__Data for review__.

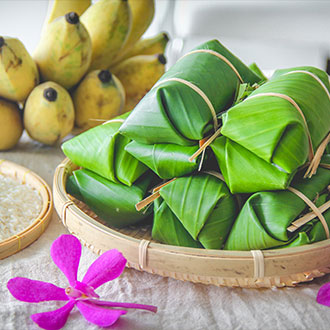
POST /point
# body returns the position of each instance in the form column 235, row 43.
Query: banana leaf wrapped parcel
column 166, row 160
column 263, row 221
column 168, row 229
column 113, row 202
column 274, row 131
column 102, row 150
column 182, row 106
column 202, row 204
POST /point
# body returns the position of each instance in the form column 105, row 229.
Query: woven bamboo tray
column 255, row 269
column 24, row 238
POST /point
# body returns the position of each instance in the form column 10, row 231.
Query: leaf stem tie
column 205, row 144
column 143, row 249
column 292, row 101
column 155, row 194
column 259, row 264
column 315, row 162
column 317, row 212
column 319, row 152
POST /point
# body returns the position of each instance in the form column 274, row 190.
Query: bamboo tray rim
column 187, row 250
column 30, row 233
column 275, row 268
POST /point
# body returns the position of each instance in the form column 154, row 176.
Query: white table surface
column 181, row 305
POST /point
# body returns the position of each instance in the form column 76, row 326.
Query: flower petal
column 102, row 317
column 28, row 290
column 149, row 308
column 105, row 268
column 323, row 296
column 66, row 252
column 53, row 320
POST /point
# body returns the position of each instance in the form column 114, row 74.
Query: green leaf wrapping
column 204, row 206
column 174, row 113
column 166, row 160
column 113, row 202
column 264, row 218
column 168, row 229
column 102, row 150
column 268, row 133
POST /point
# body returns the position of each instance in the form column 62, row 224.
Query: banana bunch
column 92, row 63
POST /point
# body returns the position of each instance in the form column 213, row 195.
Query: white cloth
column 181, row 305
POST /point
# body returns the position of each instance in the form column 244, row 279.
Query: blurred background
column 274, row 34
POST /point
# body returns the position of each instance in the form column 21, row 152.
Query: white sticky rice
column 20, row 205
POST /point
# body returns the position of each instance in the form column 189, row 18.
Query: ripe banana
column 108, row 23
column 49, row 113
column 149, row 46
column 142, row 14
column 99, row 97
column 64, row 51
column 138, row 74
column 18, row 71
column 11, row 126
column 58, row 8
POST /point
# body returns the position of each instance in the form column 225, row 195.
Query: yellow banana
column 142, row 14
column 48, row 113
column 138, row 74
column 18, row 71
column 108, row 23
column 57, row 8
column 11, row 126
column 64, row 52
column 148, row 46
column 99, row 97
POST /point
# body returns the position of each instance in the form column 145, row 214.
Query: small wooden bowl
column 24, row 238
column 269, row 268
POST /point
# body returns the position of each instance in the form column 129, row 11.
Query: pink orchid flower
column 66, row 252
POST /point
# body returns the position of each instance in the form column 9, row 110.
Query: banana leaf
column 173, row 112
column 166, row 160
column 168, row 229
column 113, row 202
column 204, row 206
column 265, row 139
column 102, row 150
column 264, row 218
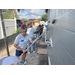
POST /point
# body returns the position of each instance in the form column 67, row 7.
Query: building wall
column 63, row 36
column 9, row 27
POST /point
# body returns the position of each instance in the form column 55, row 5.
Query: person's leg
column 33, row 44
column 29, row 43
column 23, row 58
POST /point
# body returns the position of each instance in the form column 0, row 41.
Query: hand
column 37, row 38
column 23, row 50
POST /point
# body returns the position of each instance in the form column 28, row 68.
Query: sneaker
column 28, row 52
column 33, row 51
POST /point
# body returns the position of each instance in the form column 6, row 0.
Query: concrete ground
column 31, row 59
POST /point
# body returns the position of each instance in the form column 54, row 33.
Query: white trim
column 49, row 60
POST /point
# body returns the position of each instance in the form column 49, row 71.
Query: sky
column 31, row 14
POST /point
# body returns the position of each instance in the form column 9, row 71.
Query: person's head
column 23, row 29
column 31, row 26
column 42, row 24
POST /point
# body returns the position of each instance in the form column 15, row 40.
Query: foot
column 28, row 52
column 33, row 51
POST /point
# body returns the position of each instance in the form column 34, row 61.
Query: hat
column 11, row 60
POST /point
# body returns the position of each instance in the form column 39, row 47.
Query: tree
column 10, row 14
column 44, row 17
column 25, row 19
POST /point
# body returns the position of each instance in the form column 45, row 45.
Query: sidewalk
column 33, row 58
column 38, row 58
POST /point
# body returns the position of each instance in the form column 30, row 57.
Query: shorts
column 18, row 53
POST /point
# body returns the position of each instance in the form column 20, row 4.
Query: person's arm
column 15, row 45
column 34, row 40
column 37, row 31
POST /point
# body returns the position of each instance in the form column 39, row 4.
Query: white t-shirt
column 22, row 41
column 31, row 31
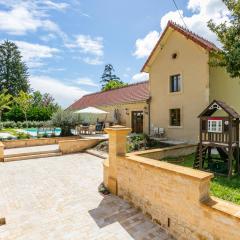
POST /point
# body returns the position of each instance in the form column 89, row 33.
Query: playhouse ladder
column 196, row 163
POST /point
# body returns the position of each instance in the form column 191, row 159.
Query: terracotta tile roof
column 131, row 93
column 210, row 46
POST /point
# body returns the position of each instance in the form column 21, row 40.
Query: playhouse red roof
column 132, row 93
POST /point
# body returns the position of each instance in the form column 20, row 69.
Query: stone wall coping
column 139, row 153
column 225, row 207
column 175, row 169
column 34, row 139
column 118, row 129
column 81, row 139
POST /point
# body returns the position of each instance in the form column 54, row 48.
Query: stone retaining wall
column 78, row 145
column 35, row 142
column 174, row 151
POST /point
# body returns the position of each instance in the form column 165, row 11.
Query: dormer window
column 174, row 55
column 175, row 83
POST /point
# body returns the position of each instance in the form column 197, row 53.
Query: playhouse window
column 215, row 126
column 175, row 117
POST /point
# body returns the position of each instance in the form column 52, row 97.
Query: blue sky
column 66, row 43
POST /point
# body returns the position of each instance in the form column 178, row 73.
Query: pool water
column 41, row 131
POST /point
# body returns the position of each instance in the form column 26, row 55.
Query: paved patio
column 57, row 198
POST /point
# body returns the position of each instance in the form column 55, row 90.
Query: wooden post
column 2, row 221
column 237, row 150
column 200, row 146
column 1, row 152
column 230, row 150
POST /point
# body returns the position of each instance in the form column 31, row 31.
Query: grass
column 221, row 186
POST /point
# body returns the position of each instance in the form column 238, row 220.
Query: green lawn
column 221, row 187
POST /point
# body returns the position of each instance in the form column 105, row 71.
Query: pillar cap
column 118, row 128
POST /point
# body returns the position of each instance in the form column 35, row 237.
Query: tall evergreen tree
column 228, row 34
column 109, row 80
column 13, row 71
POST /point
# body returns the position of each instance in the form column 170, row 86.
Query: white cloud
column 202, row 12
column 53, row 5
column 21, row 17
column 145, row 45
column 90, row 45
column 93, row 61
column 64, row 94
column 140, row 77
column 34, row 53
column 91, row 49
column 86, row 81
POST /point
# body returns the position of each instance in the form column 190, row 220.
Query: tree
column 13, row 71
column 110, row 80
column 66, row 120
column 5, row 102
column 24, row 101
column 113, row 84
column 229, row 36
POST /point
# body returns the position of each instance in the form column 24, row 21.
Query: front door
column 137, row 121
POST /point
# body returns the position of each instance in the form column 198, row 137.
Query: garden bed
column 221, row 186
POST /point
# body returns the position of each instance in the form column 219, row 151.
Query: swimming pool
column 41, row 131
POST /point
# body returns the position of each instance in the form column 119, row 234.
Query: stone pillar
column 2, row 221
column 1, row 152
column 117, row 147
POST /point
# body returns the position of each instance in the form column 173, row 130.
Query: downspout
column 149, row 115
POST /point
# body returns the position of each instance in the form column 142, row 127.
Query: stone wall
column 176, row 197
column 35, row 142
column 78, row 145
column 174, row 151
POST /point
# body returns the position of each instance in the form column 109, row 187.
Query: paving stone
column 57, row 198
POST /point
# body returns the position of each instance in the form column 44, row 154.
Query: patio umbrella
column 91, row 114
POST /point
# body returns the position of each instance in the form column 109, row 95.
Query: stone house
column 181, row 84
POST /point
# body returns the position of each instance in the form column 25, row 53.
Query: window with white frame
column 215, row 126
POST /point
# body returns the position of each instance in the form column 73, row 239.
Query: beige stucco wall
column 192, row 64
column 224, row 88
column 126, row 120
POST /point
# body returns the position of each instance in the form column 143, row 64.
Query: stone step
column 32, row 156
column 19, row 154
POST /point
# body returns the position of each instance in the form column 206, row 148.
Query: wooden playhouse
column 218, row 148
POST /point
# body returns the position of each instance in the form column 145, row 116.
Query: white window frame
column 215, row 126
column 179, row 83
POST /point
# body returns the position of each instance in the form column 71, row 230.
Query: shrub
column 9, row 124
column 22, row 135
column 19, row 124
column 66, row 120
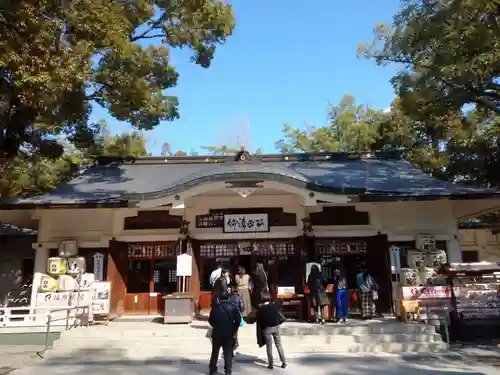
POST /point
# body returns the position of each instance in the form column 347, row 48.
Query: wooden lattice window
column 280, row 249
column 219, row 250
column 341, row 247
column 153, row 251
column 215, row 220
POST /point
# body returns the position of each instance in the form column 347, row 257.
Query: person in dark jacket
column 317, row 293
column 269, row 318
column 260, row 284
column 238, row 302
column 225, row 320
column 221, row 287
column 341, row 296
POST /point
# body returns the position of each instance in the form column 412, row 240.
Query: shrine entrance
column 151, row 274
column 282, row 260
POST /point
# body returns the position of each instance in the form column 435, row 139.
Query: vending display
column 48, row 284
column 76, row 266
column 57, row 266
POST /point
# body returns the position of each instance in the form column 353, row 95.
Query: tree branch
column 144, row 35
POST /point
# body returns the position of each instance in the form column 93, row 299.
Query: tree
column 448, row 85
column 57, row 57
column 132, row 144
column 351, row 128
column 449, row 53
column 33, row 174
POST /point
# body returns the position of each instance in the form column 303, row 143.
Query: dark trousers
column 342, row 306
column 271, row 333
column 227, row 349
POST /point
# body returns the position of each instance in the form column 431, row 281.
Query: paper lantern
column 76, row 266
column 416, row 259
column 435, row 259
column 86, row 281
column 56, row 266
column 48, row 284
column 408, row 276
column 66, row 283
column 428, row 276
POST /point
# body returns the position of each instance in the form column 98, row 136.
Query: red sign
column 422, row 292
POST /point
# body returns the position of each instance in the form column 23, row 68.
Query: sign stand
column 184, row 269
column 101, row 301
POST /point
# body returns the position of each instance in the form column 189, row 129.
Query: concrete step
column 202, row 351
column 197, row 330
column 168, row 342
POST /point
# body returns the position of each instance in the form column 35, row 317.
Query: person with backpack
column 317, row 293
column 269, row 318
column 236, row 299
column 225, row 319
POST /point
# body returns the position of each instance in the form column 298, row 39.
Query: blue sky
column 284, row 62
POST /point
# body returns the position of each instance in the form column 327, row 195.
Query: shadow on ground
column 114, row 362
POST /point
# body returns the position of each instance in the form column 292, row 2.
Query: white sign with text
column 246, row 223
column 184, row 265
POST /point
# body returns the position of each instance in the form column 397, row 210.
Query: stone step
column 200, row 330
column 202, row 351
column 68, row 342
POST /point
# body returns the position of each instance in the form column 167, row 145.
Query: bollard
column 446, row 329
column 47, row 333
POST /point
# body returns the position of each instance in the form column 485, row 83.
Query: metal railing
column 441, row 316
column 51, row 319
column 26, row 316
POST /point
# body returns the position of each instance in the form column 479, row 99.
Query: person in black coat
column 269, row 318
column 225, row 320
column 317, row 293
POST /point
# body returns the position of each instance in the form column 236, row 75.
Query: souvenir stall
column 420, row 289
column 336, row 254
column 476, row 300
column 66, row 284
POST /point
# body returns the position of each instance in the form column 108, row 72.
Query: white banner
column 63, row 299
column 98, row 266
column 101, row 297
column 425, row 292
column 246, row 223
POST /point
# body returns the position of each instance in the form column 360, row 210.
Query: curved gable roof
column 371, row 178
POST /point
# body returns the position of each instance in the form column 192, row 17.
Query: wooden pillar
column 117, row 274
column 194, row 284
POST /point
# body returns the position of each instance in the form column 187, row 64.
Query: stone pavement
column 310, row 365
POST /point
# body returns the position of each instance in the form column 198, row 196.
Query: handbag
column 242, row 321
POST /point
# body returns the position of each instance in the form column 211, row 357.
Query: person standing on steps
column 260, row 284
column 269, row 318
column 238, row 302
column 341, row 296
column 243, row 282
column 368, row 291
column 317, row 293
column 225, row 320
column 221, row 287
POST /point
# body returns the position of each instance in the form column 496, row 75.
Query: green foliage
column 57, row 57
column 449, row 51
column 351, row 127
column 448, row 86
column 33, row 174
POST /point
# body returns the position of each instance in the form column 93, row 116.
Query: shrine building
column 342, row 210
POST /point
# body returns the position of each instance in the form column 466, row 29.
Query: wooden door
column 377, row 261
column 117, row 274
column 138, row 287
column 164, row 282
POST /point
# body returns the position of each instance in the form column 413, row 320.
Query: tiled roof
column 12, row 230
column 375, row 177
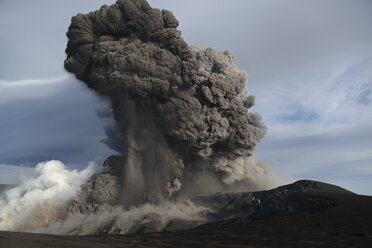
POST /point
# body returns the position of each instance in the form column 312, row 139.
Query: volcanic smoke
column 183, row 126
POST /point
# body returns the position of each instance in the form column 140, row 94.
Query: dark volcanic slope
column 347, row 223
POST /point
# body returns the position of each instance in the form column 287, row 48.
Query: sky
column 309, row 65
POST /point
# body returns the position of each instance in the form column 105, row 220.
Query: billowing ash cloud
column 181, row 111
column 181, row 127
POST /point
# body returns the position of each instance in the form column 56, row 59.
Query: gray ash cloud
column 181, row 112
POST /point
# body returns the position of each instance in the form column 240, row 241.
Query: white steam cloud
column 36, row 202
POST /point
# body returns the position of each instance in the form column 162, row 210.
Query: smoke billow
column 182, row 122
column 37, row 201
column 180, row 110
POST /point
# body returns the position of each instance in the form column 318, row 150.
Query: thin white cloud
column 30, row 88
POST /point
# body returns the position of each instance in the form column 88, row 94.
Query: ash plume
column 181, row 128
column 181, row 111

__Work to be completed__.
Return a word-for-word copy of the lines above from the one holding "Query: stone pillar" through the one holding "44, row 154.", with both of them included and nothing besides.

__Result of the exercise__.
Query: stone pillar
column 2, row 221
column 1, row 152
column 117, row 147
POST /point
# body returns the position of each instance in the form column 173, row 130.
Query: downspout
column 149, row 115
POST /point
# body returns the position of each instance in the form column 142, row 127.
Query: stone wall
column 176, row 197
column 35, row 142
column 78, row 145
column 174, row 151
POST /point
# body returns the position of each instance in the form column 109, row 187.
Query: paving stone
column 57, row 198
POST /point
# body returns the position of each instance in the form column 44, row 154.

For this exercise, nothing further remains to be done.